> **Passage**
'''
There is a striking similarity between VLSI placement and scheduling. Digital electronics circuits are built from “standard cells”, logic gates with a unique height. They are organized in rows, so that the power wires run between two rows of standard cells.

Tasks must be scheduled on machines so that they do not conflict, standard cells must be placed in rows so that they do not overlap. The only difference between scheduling tasks and placing logic gates is the cost function, generally more complex for placement than for scheduling.

Placement problems have never been formulated as scheduling problems: it is no surprise that there has been few communication between the fields, the journals and laboratories being separate and the goals completely different. But it seems to me that we can solve some placement subproblems using scheduling techniques.

### Problem formulation

Scheduling is the problem of assigning tasks to machines. They are constrained by their execution times, with independent costs for each task.

In standard cell placement, the cost is usually much more complicated: the wirelength involves distances between tasks, and cannot be expressed a a sum of independent task costs. However, for a given ordering of the cells in the rows, it is possible to find the corresponding optimal positions by using linear programming (more precisely, network flow). This gives us a simple optimization pass to use during placement but it is still a bit expensive.
'''
> **Listed records**
'''
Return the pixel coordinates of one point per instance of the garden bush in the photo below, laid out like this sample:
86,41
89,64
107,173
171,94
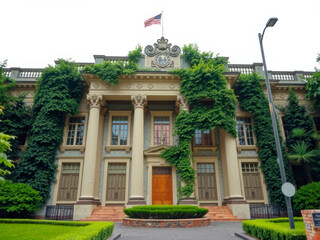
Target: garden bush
18,198
307,197
85,230
165,212
274,229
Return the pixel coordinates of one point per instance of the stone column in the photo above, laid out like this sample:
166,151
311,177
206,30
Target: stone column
183,105
235,199
136,183
88,200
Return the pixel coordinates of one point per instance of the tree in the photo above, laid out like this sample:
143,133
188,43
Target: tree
313,87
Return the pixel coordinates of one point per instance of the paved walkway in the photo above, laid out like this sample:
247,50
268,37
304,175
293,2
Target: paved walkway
217,231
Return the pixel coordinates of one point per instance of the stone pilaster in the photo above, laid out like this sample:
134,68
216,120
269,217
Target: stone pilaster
183,105
234,200
137,197
87,195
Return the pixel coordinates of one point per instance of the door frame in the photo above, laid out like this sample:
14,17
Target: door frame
108,160
214,160
62,160
160,162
'''
> **Required work**
1 - Copy the passage on placement and scheduling, beginning at the words "In standard cell" and stopping after "a bit expensive.", with "integer programming" in place of "linear programming".
2 - According to the passage on placement and scheduling, what is the only difference between scheduling tasks and placing logic gates?

> **Answers to each task**
1 -
In standard cell placement, the cost is usually much more complicated: the wirelength involves distances between tasks, and cannot be expressed a a sum of independent task costs. However, for a given ordering of the cells in the rows, it is possible to find the corresponding optimal positions by using integer programming (more precisely, network flow). This gives us a simple optimization pass to use during placement but it is still a bit expensive.

2 - The cost function is the only difference, and it is generally more complex for placement than for scheduling.